About this exercise:
Write the next part of the news story about what the junior doctors' strikes cost Newcastle's hospitals, starting after its last sentence.

Given passage:

Summer's junior doctors strike cost Newcastle's hospitals £1.4m
The now-concluded junior doctors' strikes saw the Newcastle Hospitals NHS Tust spend around £1.4m more than planned this summer.
According to a report submitted to the trust's board this week, the city's hospital trust had an overspend of that amount across April, May, June and July - the first four months of the accounting year. The final episode of junior doctor strike action took place from June 27 to July 2 this year, in the run-up to the General Election.
During that time, the trust had to reschedule 73 elective procedures and 336 outpatient appointments. According to the report, the trust is running a year-to-date financial deficit of £6.6m - a figure around £1.4m higher than had been planned.

Images for object localization:

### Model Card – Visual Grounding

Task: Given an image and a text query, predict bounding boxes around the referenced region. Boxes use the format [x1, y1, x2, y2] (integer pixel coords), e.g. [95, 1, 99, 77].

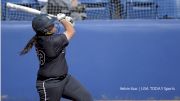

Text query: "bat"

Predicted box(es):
[6, 2, 75, 26]
[6, 2, 56, 17]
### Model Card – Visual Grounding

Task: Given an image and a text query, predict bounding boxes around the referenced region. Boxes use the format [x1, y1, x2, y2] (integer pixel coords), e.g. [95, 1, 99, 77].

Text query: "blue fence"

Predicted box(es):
[1, 20, 180, 101]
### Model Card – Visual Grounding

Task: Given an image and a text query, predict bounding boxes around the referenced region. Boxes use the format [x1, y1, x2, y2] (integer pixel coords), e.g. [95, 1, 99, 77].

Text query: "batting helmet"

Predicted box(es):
[32, 14, 56, 35]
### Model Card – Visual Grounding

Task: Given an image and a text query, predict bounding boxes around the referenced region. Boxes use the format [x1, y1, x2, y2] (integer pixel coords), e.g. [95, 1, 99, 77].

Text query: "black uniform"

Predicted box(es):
[35, 34, 93, 101]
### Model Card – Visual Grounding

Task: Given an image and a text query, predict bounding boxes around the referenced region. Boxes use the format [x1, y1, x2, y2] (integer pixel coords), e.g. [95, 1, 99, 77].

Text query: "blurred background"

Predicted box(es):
[1, 0, 180, 101]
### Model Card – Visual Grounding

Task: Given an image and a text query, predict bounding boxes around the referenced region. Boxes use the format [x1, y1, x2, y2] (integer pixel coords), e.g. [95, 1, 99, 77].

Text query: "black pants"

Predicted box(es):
[36, 75, 93, 101]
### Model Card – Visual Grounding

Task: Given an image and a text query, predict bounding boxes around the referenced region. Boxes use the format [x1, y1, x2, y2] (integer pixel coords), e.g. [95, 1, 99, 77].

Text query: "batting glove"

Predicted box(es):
[65, 16, 74, 26]
[57, 13, 66, 21]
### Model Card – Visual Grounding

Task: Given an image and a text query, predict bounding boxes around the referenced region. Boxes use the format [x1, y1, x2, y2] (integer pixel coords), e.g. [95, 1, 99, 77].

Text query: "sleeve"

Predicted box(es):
[54, 21, 62, 34]
[52, 34, 69, 54]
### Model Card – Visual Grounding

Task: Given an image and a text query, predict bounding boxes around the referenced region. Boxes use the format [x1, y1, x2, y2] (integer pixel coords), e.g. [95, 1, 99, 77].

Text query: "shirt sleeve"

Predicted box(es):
[52, 34, 69, 54]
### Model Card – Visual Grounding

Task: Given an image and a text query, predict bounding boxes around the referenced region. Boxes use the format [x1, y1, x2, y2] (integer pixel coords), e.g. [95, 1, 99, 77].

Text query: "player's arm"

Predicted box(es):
[57, 13, 75, 40]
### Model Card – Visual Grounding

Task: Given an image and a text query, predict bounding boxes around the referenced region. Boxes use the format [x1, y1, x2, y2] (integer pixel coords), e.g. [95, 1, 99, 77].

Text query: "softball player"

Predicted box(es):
[21, 13, 93, 101]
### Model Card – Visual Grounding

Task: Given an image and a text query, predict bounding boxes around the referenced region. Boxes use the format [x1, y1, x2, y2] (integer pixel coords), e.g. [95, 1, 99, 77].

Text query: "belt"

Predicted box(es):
[37, 74, 67, 81]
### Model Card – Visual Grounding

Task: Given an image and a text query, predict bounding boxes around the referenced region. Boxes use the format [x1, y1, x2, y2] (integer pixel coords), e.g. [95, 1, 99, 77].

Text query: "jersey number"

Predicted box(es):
[36, 49, 45, 65]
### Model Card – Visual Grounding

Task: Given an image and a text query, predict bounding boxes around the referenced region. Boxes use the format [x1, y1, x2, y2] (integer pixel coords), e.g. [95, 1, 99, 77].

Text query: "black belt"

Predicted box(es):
[37, 74, 67, 81]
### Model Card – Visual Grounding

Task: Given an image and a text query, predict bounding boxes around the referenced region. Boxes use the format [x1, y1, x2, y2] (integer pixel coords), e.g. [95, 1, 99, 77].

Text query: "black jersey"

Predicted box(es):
[35, 34, 68, 77]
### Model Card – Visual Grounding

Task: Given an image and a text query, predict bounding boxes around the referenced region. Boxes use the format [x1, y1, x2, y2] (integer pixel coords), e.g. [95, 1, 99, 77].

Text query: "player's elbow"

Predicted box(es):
[65, 29, 75, 40]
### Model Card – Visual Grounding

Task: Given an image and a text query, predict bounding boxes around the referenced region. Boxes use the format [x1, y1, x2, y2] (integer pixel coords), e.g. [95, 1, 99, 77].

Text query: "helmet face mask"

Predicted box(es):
[32, 14, 56, 36]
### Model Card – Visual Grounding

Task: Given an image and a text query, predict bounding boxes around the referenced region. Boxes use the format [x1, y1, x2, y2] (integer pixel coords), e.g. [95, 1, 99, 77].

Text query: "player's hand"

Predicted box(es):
[57, 13, 66, 21]
[65, 16, 74, 26]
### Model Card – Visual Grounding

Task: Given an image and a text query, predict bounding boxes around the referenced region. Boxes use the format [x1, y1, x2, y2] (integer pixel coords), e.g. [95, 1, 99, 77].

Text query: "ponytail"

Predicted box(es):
[20, 35, 36, 55]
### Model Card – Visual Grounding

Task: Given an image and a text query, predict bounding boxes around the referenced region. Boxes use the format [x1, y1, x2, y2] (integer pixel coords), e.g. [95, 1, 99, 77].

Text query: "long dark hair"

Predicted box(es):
[19, 35, 37, 55]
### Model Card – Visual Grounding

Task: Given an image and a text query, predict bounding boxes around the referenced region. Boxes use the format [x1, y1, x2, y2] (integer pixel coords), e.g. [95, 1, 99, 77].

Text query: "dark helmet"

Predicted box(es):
[32, 14, 56, 35]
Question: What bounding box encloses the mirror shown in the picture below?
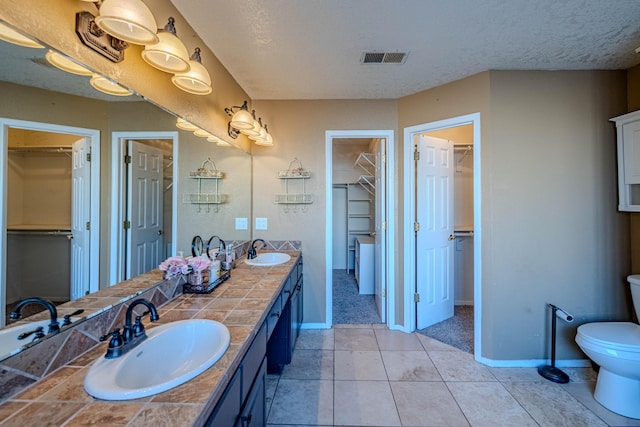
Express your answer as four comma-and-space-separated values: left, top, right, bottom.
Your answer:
0, 25, 251, 359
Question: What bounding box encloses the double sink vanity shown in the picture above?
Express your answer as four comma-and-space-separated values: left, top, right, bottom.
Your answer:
0, 251, 303, 426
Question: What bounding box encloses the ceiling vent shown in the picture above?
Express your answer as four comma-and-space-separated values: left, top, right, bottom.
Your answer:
360, 52, 408, 64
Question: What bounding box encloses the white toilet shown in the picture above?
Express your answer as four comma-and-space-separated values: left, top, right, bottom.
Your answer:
576, 275, 640, 419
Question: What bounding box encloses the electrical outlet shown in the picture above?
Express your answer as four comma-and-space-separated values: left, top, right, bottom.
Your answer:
236, 218, 249, 230
256, 218, 267, 230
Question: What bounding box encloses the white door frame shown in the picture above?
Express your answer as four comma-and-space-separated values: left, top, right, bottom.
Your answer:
109, 131, 178, 286
403, 113, 482, 361
0, 119, 100, 326
324, 130, 401, 329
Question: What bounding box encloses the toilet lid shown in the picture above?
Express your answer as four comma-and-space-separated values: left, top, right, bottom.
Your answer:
578, 322, 640, 352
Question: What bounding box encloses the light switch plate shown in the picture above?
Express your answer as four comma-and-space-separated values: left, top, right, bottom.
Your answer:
236, 218, 249, 230
256, 218, 267, 230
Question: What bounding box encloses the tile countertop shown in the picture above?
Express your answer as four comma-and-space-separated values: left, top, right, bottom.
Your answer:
0, 251, 300, 427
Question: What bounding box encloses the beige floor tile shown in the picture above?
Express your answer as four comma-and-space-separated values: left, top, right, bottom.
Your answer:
429, 351, 496, 381
562, 382, 640, 427
295, 329, 334, 351
391, 381, 469, 427
489, 368, 543, 382
380, 351, 442, 381
334, 328, 378, 351
503, 381, 606, 427
374, 329, 422, 351
446, 382, 538, 427
282, 349, 334, 380
333, 381, 401, 426
334, 351, 387, 380
267, 379, 333, 425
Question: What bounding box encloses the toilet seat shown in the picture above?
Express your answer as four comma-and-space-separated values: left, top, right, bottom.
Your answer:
576, 322, 640, 353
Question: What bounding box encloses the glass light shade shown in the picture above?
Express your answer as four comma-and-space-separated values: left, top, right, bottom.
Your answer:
176, 117, 199, 132
142, 30, 190, 73
171, 60, 212, 95
96, 0, 158, 45
45, 50, 93, 76
231, 108, 253, 131
89, 74, 131, 96
0, 22, 44, 49
193, 129, 213, 138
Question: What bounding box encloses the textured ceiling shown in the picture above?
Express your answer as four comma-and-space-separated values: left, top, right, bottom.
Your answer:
172, 0, 640, 99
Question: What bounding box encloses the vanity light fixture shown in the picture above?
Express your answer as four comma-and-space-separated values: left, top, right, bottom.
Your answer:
176, 117, 199, 132
171, 47, 212, 95
45, 50, 93, 76
0, 22, 44, 49
96, 0, 158, 45
193, 128, 213, 138
224, 101, 273, 146
142, 17, 191, 73
224, 101, 253, 130
89, 74, 132, 96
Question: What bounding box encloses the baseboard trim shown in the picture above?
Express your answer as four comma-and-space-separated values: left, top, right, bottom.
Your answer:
300, 323, 331, 329
478, 358, 591, 368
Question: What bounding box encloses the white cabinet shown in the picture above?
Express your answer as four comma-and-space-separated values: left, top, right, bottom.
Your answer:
611, 111, 640, 212
355, 236, 376, 295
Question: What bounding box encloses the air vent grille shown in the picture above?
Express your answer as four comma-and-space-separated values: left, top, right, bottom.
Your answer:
360, 52, 408, 64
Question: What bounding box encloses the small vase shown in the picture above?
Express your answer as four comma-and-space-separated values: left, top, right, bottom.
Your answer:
189, 272, 202, 286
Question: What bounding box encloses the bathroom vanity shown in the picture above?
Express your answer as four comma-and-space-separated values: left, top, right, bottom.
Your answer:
0, 251, 303, 427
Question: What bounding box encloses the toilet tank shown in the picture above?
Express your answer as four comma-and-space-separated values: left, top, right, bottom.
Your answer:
627, 274, 640, 319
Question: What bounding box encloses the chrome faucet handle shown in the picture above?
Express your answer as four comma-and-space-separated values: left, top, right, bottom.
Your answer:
18, 326, 44, 340
99, 328, 124, 359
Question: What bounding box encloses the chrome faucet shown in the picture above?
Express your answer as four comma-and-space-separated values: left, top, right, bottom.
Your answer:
100, 298, 160, 359
247, 239, 266, 259
9, 297, 60, 334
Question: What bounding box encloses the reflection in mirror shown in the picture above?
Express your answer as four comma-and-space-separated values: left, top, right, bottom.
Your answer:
0, 23, 251, 360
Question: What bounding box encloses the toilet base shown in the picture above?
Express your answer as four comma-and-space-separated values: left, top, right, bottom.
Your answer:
593, 366, 640, 419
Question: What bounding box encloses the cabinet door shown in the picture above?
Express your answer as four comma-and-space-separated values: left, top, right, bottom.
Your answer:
236, 359, 267, 427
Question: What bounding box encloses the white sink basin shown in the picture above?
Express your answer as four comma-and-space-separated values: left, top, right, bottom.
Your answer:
84, 319, 231, 400
0, 317, 79, 359
245, 252, 291, 267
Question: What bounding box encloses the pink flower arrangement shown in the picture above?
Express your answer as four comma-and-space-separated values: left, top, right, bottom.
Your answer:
158, 256, 211, 278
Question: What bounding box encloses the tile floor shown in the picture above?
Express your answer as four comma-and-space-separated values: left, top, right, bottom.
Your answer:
267, 324, 640, 427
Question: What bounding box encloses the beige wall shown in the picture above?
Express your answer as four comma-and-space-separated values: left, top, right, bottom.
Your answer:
253, 100, 397, 323
398, 71, 630, 360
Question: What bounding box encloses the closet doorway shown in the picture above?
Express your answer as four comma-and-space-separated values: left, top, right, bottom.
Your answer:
326, 131, 393, 326
404, 113, 482, 360
109, 132, 178, 284
0, 119, 100, 325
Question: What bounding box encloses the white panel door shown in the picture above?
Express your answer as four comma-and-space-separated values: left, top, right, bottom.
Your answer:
70, 138, 91, 300
373, 139, 387, 323
125, 141, 164, 279
416, 135, 454, 329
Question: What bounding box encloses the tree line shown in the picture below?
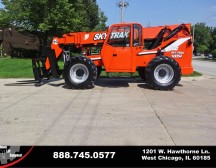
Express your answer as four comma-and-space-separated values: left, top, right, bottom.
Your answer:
0, 0, 107, 43
193, 23, 216, 57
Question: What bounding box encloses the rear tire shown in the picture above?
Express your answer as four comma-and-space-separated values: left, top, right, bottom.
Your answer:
64, 56, 97, 89
146, 56, 181, 90
97, 66, 102, 78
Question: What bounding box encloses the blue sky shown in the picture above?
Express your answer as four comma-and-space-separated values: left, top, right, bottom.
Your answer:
0, 0, 216, 27
97, 0, 216, 27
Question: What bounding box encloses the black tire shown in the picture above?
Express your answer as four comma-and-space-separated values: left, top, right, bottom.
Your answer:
64, 56, 97, 89
97, 66, 102, 78
145, 56, 181, 90
137, 67, 146, 81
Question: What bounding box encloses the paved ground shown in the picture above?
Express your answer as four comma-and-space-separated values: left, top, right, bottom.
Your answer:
0, 77, 216, 145
193, 57, 216, 76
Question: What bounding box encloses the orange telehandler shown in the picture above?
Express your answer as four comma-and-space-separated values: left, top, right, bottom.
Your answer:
32, 23, 193, 90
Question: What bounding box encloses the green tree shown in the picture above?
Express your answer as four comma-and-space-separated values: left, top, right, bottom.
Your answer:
94, 10, 108, 31
194, 23, 213, 53
0, 0, 105, 42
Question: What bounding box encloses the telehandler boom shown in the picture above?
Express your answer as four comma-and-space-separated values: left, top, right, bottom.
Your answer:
32, 23, 193, 90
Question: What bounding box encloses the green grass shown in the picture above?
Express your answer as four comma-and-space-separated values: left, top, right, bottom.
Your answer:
0, 58, 202, 78
0, 58, 33, 78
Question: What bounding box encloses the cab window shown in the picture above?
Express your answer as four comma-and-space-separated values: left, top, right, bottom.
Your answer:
133, 24, 142, 46
108, 26, 131, 47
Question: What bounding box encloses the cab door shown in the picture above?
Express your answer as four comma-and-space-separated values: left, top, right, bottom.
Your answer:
102, 24, 132, 72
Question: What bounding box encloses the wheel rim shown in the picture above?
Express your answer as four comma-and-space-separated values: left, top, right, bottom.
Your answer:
154, 64, 174, 84
70, 64, 89, 84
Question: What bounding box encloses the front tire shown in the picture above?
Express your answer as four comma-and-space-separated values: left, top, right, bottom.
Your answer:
64, 56, 97, 89
146, 56, 181, 90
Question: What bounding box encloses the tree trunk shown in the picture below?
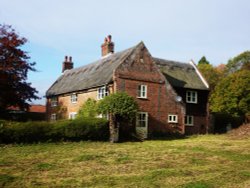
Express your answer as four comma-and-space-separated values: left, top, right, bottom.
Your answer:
109, 113, 119, 143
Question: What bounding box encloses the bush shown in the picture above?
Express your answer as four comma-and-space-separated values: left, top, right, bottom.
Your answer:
0, 118, 109, 143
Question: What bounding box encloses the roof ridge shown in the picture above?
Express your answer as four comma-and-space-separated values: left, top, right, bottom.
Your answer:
153, 57, 189, 64
65, 41, 144, 73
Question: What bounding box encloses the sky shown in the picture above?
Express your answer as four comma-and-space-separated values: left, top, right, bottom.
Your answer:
0, 0, 250, 104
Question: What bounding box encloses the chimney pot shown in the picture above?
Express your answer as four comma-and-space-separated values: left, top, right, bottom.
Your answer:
62, 56, 74, 72
101, 35, 115, 56
107, 35, 112, 42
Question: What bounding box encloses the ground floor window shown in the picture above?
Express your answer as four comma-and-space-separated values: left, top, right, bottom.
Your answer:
185, 116, 194, 126
168, 114, 178, 123
69, 112, 77, 119
136, 112, 148, 127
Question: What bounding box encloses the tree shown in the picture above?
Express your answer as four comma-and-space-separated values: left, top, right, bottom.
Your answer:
210, 70, 250, 117
98, 92, 138, 142
0, 24, 39, 112
77, 98, 97, 118
226, 51, 250, 74
198, 56, 210, 65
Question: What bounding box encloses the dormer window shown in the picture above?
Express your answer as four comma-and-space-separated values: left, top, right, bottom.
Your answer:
70, 93, 77, 103
51, 97, 58, 107
186, 91, 198, 104
97, 86, 108, 100
137, 85, 147, 99
168, 114, 178, 123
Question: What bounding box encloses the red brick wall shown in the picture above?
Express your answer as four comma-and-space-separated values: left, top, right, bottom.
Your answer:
114, 43, 184, 136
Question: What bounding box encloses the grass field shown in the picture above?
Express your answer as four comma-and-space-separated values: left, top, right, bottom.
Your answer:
0, 135, 250, 188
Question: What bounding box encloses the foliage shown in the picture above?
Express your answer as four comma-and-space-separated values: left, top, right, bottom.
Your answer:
198, 56, 210, 65
98, 92, 138, 120
226, 51, 250, 74
0, 24, 39, 112
0, 118, 109, 143
210, 70, 250, 117
77, 98, 97, 118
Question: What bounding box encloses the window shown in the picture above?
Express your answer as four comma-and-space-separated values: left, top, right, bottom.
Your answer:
97, 86, 108, 100
186, 91, 198, 103
51, 97, 58, 107
137, 85, 147, 99
168, 115, 178, 123
70, 93, 77, 103
50, 114, 56, 121
185, 116, 194, 126
136, 112, 148, 127
69, 112, 77, 119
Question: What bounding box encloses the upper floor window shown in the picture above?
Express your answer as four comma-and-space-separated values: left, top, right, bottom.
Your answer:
136, 112, 148, 127
186, 91, 198, 103
51, 97, 58, 107
168, 115, 178, 123
70, 93, 77, 103
69, 112, 77, 119
50, 114, 56, 121
97, 86, 108, 100
137, 85, 147, 99
185, 116, 194, 126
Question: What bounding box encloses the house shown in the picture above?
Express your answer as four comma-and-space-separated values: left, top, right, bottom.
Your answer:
46, 35, 209, 138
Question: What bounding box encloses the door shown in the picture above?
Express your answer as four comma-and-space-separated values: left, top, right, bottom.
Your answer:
136, 112, 148, 139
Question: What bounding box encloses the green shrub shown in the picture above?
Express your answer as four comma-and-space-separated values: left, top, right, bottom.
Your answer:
0, 118, 109, 143
64, 118, 109, 140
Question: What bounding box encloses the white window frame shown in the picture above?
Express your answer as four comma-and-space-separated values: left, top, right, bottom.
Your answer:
50, 97, 58, 107
168, 114, 178, 123
184, 116, 194, 126
137, 85, 148, 99
50, 113, 57, 121
69, 112, 77, 119
136, 112, 148, 128
186, 91, 198, 104
97, 86, 109, 100
70, 93, 77, 103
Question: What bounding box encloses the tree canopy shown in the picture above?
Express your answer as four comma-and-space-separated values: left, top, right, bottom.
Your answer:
226, 51, 250, 74
0, 24, 39, 111
210, 70, 250, 117
210, 51, 250, 117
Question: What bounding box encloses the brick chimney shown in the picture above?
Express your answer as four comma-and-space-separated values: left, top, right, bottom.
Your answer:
101, 35, 115, 56
62, 56, 74, 72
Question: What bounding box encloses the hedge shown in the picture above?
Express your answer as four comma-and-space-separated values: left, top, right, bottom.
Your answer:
0, 118, 109, 144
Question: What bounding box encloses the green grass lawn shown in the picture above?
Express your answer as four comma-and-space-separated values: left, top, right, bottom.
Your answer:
0, 135, 250, 188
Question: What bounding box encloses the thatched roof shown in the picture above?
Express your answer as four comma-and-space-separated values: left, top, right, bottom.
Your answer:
46, 43, 144, 97
153, 58, 208, 90
46, 42, 208, 97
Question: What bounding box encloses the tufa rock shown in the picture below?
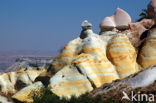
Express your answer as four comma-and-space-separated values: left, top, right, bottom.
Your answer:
0, 68, 44, 96
107, 34, 139, 79
138, 28, 156, 69
147, 0, 156, 18
12, 82, 43, 103
100, 7, 131, 31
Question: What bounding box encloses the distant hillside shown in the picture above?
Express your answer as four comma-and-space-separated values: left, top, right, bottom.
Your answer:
0, 50, 57, 71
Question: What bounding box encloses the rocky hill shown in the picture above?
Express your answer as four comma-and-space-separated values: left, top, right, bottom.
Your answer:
0, 0, 156, 103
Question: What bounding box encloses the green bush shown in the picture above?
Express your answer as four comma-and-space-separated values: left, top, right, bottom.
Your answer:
31, 88, 116, 103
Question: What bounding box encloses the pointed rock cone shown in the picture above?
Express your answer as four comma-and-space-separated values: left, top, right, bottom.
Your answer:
100, 7, 131, 31
147, 0, 156, 18
138, 28, 156, 69
107, 34, 139, 78
80, 20, 93, 39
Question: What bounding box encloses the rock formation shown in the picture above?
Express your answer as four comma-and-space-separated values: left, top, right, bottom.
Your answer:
0, 68, 44, 95
107, 34, 139, 78
12, 82, 43, 103
100, 7, 131, 31
0, 0, 156, 102
90, 65, 156, 103
148, 0, 156, 18
138, 28, 156, 68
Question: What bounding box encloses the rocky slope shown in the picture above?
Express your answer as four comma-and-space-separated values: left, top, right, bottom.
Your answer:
0, 0, 156, 102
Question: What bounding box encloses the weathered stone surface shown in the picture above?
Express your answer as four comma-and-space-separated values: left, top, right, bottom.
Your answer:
107, 34, 139, 78
12, 82, 43, 103
50, 22, 119, 97
50, 65, 93, 97
100, 8, 131, 31
127, 19, 155, 49
0, 68, 44, 95
138, 28, 156, 69
0, 96, 13, 103
148, 0, 156, 18
91, 65, 156, 103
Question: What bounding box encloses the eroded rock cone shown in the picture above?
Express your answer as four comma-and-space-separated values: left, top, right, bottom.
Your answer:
138, 28, 156, 69
148, 0, 156, 18
100, 7, 131, 31
0, 68, 44, 96
107, 34, 139, 79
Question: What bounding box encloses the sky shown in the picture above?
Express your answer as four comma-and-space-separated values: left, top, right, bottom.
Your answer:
0, 0, 150, 51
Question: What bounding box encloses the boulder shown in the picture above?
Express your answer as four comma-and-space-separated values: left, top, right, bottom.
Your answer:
0, 68, 44, 95
49, 65, 93, 98
12, 82, 43, 103
127, 19, 155, 49
107, 34, 139, 79
100, 7, 131, 31
90, 65, 156, 103
138, 28, 156, 69
147, 0, 156, 18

Answer section:
In the trust's board report, written ahead of a meeting this Friday in the name of three directors Rob Harrison, Angela O'Brien and Vicky McFarlane-Reid, they write: "As at Month 4 the Trust is reporting an overspend of £1.4 million against the planned deficit of £5.2 million (after Control Total). This variance relates to the additional cost of the Junior Doctors Strike."
Earlier this year it emerged that the city's hospitals were facing serious financial problems - and a potential £80m deficit. In May, managing director Mr Harrison told Newcastle City Council's health scrutiny committee that the trust was around half-way to plugging that deficit.
The financial cost of the industrial action has been cited by Labour politicians as reason for settling the junior doctors pay dispute with a pay offer that will see salaries rise by between 3.71% and 5.05% – averaging 4.05% – on top of an existing pay award for last year. This will be backdated to April 2023.
In July, the Chancellor Rachel Reeves told Times Radio the cost of this would be £350m - but said that was a “drop in the ocean” compared to the £1.7 billion cost of industrial action in the NHS to the economy last year.
She said: "Just last year 1.4 million appointments in the NHS (were) cancelled, that had an economic cost too – £1.7 billion cost to our economy last year of industrial action in the NHS alone.”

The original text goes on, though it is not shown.